---- PROVIDED RECORDS

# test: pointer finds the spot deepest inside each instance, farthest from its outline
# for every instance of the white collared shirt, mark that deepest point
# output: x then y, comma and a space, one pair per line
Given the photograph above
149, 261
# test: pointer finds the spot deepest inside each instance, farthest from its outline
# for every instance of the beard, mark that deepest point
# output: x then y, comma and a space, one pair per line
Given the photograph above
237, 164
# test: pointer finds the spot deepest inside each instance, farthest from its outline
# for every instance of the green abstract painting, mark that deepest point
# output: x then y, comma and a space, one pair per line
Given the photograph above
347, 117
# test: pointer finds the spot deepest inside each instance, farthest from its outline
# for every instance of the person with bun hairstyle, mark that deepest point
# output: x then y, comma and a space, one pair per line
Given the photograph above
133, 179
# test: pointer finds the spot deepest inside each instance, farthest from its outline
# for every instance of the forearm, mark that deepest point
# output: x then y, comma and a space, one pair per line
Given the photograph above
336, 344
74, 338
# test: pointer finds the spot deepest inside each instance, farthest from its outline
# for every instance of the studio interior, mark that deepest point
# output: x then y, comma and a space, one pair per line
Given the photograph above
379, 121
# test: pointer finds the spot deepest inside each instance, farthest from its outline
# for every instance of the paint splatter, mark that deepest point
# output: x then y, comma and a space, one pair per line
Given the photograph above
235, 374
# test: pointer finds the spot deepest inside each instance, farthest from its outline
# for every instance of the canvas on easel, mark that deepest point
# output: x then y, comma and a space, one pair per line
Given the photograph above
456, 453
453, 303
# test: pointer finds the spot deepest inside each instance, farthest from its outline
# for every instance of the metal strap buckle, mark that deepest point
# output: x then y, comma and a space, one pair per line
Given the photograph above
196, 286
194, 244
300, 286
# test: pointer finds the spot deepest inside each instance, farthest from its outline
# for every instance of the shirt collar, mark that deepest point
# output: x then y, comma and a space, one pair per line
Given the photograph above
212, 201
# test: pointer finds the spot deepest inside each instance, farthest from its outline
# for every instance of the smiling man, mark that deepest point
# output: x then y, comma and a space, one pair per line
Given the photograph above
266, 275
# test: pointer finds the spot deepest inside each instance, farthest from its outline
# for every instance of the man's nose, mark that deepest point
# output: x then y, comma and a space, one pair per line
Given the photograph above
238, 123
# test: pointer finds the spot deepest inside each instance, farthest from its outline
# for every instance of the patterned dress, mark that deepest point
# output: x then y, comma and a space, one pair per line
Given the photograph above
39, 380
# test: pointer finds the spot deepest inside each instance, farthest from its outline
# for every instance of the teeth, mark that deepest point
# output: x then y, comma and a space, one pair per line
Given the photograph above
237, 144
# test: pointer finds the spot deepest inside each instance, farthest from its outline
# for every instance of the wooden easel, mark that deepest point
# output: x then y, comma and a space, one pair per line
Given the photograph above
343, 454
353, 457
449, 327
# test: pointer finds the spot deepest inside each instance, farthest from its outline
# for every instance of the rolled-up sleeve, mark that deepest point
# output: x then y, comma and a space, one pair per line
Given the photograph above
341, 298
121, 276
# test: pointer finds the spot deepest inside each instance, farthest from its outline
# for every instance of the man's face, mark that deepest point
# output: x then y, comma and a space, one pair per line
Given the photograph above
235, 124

--------

→ **PROBLEM DETAILS**
Repeat the material from above exactly, word for word.

→ **FINAL RESULT**
# test: pointer finds the spot deepest inside each instance, farthest from its outline
# for every instance of the white collared shirt, mark that deepest point
# output: x then y, comma and a space, one pair per line
Given the photograph above
149, 261
# test: pointer finds the spot deepest inside each instance, farthest from its outline
# for every instance of the beard, mark that deepest point
# output: x then y, comma and a space, one pair per line
Given the photograph above
237, 164
# test: pointer finds the spot deepest inside each instance, farthest from its outline
# for every instance of the green abstract painting, mark that deepest point
# output: x then y, comma and a space, one pair per line
Given the photograph above
347, 117
# test: pointer finds the spot deepest inside each instance, farthest from its outline
# for every instance of the person with bun hairstyle, mark that deepest point
# output: x then y, comma and a space, one pair per line
Given the photograph above
133, 179
# test: pointer finds the spot deepest inside each instance, farthest from its outline
# for every instance of the forearm, mark that deepest point
# output: x then y, comma and a space, one pair per line
Given the photograph above
336, 344
74, 338
# test: pointer finds the spot deepest inside each instance, farthest from its outline
# for every instance of the studio interior, mark that deepest point
# output: x then y, comma and a space, one pair per line
Given the photograph above
379, 121
# test: pointer finds the spot deepest inside each instance, farthest from its outline
# for every instance of the paint splatter, mark that deepest point
# output: x then y, comma and a space, one pair per line
Given the photograph above
235, 374
# test: pointer finds the spot deepest inside each instance, farthest from its outline
# for every instance of the canvas on easel, mark that deepest point
# output: x then y, comma and a space, one pair per line
Given the photograph above
456, 453
453, 303
# test: pointer finds the spot deepest inside each instance, farthest from its outline
# for every instance of the metal strap buckle, mark that deepest point
# output: x then y, comma and a space, one pair per line
Given the photograph above
196, 286
194, 244
300, 286
# test: pointer finds the spot deepest inside each instance, farthest from its outline
# for every instance of the shirt collar, mark that deepest point
# output: x then y, comma and a space, one pair per line
Given the photograph above
212, 201
# test: pointer finds the spot deepest inside each instance, farthest from its outline
# for every instance of the smiling man, mark that deepest point
# output: x then y, comma and a space, one pair per line
Given the photograph above
266, 275
# test: pointer finds the spot deepest inside each instance, farthest from its outline
# for every instance of the man's nose, mark that deepest point
# output: x then y, comma and a space, one pair per line
Given the photograph above
238, 123
# test: pointer finds the spot deepest inside each instance, farthest from its outline
# for every instance of the patterned dress, mark that deepest point
# output: x then y, comma and a space, one pair per line
Given the photograph above
39, 380
# test: pointer finds the spot deepest inside each instance, farthest from its outline
# for every instance of the teeth, mark that deepest point
# output: x then y, comma and a space, one pair per line
Given the photograph above
237, 144
# test: pointer finds the spot deepest inside each instance, farthest from its outline
# for every instance of the wooden easel, mark that deepest point
# output: x then y, comma and a space, one pair per line
Given the photograph above
343, 454
353, 457
449, 327
# test: pointer finds the spot deepest inside each instance, farthest from its outline
# for every instance of the rolled-up sleeve, mark that deepest point
# output: x then y, comma and a space, one pair per line
Given the photograph above
341, 298
121, 276
# test: pointer finds the spot deepest inside each instance, farthest from its outline
# for every instance of the man's face, mark that deepest point
# output: x then y, comma and a space, one pair per line
Given the photograph above
235, 124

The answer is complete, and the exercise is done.